* _Written instruction_:
Identify each line in the listing below that contains the word "egret" and reproduce those lines in full.

* _Information shown_:
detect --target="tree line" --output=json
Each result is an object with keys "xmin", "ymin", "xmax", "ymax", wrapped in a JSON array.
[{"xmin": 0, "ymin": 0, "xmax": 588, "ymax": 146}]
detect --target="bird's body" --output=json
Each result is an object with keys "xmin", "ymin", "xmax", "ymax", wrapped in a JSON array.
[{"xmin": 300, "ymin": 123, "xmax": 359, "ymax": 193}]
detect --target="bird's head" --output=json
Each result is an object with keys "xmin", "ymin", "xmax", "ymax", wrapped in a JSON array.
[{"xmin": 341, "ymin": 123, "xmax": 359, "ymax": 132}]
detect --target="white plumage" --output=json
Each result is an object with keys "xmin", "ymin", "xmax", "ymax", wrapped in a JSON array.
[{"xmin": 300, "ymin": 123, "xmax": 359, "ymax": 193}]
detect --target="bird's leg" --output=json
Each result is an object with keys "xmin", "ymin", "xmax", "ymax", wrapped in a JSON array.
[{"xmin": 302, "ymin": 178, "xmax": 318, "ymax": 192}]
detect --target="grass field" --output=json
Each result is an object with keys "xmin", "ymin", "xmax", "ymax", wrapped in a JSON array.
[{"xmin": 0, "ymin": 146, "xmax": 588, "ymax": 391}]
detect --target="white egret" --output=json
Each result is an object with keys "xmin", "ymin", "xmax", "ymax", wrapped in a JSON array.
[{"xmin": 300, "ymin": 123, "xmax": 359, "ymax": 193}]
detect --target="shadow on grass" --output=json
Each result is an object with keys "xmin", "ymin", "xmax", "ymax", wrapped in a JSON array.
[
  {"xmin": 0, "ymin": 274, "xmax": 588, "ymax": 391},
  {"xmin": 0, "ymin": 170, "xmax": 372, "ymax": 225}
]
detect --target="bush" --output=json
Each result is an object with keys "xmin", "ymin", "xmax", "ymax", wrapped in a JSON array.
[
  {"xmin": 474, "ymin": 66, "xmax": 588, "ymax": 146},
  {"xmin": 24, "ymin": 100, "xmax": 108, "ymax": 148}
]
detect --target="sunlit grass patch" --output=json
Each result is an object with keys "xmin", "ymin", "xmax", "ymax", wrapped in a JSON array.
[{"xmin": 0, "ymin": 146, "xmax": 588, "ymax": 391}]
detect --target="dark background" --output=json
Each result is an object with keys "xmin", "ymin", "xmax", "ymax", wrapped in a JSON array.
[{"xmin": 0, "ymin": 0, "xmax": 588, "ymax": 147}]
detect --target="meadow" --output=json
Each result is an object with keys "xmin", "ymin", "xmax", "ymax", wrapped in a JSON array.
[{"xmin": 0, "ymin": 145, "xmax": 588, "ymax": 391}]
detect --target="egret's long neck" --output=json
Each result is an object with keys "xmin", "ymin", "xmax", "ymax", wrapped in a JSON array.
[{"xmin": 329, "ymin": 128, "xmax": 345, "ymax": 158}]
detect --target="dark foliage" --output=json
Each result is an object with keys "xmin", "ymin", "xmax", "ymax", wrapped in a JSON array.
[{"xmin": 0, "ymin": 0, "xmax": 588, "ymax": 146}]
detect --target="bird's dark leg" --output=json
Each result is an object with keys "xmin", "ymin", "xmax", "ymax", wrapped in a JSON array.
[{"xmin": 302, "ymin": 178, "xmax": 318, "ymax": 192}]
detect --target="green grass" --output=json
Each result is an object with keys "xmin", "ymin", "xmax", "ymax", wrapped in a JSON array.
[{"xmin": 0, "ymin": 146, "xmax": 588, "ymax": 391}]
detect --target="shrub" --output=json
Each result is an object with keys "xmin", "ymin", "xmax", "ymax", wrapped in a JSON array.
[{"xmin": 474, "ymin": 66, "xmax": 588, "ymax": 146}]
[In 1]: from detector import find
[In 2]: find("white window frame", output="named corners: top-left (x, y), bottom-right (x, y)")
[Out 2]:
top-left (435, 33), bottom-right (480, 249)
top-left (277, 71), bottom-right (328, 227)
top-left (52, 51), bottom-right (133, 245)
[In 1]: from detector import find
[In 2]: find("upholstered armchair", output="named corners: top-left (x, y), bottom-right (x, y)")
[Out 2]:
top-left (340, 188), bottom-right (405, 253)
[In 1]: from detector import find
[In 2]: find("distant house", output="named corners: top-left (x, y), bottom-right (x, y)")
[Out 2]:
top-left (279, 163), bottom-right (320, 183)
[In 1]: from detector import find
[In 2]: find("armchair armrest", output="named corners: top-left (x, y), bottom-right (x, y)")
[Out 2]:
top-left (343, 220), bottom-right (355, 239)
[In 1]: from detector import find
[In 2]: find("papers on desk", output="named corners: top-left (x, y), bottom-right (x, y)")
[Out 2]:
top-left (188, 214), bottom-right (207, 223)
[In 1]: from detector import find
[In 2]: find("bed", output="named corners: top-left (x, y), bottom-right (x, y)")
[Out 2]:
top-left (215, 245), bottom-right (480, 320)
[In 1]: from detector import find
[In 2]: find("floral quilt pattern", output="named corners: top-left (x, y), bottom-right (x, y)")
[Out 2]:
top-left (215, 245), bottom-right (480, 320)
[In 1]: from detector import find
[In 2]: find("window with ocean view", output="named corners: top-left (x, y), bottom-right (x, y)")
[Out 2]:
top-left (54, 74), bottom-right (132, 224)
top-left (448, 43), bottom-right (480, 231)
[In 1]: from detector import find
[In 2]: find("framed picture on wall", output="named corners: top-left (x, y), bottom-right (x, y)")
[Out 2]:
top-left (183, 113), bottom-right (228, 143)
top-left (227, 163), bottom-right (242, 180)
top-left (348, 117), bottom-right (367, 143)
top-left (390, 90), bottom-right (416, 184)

* _Answer below_:
detect --target="white egret" --output=json
detect --target="egret's long neck" --output=json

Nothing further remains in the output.